Source information -
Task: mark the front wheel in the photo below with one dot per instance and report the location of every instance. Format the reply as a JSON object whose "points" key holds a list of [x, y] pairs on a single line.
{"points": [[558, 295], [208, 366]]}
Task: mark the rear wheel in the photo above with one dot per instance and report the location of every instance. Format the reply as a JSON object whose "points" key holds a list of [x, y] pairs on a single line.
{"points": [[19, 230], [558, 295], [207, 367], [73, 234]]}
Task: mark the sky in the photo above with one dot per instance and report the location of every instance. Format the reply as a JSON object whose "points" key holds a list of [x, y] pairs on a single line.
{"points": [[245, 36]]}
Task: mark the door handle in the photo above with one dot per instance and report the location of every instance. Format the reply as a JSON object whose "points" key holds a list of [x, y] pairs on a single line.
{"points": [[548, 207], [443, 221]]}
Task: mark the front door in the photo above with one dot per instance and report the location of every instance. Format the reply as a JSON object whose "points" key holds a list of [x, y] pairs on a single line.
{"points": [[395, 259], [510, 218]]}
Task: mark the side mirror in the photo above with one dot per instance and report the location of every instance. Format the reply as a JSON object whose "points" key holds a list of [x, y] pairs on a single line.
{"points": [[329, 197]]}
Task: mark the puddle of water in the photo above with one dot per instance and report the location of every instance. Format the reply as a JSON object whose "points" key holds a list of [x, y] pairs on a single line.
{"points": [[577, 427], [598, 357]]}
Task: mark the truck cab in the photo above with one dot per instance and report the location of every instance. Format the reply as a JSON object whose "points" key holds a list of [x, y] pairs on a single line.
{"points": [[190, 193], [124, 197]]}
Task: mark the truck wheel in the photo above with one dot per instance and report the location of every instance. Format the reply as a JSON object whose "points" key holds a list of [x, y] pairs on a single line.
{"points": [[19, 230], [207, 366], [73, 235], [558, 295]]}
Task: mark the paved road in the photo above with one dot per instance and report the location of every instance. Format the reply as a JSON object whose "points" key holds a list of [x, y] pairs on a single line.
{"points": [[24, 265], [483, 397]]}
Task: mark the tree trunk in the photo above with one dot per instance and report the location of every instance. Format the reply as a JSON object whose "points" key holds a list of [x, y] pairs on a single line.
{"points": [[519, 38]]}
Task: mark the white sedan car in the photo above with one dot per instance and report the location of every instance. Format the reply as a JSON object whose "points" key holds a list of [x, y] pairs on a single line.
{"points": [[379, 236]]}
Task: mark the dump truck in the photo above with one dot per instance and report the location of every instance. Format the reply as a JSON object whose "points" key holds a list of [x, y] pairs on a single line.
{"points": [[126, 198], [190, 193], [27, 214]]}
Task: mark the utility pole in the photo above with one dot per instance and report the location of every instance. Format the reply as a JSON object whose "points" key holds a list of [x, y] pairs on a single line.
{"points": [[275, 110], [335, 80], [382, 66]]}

Requirement -
Every line of the listing is to be returned unchanged.

Solution to the problem -
Task: mark the front wheel in the photo below with one dot per instance and report the location of every instance. Format the reply as a JSON object whose "points" key holds a list of [x, y] pairs on a single line.
{"points": [[558, 295], [208, 366]]}
Task: mark the rear wheel in the photo above with one dot per instance and report the location of every instance. Format the reply as a JSON object whose "points" key holds a list of [x, y] pairs on a single line.
{"points": [[19, 230], [558, 295], [207, 367], [73, 234]]}
Task: mark the sky in the photo above with one dot per instance and report the location of every instance. Format the reply as a JSON object whose "points" key holds a list of [x, y] pairs on a single line.
{"points": [[245, 36]]}
Task: mark the door handle in the photo above with one dot per instance and report the location of every instance. Format the reply as a JSON object whose "points" key holds a list of [x, y] pairs on a single line.
{"points": [[548, 207], [443, 221]]}
Task: mark the front door in the photo above with one dot per instance and report the location of every instance. Format the reply as a JSON object whose "points" key holds a list of [x, y] pairs on a single line.
{"points": [[395, 259], [510, 218]]}
Task: mark the side mirror in the photo above with one dot per instance and report the location of every instance. Format the reply as a JSON object whose "points" key holds a list of [x, y] pairs on a single line.
{"points": [[329, 197]]}
Task: mark the puddle of water in the photo above with one dot per instance and report the location of every instance. Format the reply as a JSON object whose "points" key holds a list of [x, y] pairs on a single line.
{"points": [[577, 427], [598, 357]]}
Task: mark the truck cab in the photo above with one dot per instance and report the location of every instance. Format the reply as a JSON object whose "points" key holds a list of [x, y] pairs on a single line.
{"points": [[190, 193], [124, 197]]}
Task: mark the truck wheel in the photo above with one dot per instance and report the location of every instance. Format the reply as a JSON object whose "points" key holds a list of [x, y] pairs on a single line.
{"points": [[19, 230], [207, 366], [73, 235], [558, 295]]}
Task: mark the paved road in the photo above with one dot per instance and report the location of every instance. Format the reply as a JSON object whose "points" key holds a list of [x, y] pairs on a single line.
{"points": [[24, 265], [483, 397]]}
Task: mark the tree trunk in the photo above with one dot per instance and report the location of every instance. Format the reply as a JSON object whose "points" key holds a list of [x, y] pairs on a single line.
{"points": [[519, 38]]}
Task: mark the white sedan car in the photo above with one dot per instance and report the location of every instance. Format the reply as a JSON object whose "points" key holds a list of [x, y] pairs on a single line.
{"points": [[379, 236]]}
Task: mark the dump truck in the photo above with one dot per instance and report the location of every instance. Format the reply as a JSON object whose "points" key holds a list of [x, y] pairs on a single line.
{"points": [[126, 198], [190, 193], [27, 214]]}
Task: mark the utility pole in the photo above with one dot per instance and report the location of every instance. Format the reply as a JSON object whose "points" key holds a list of [x, y] pairs on a single line.
{"points": [[275, 110], [335, 80], [382, 66]]}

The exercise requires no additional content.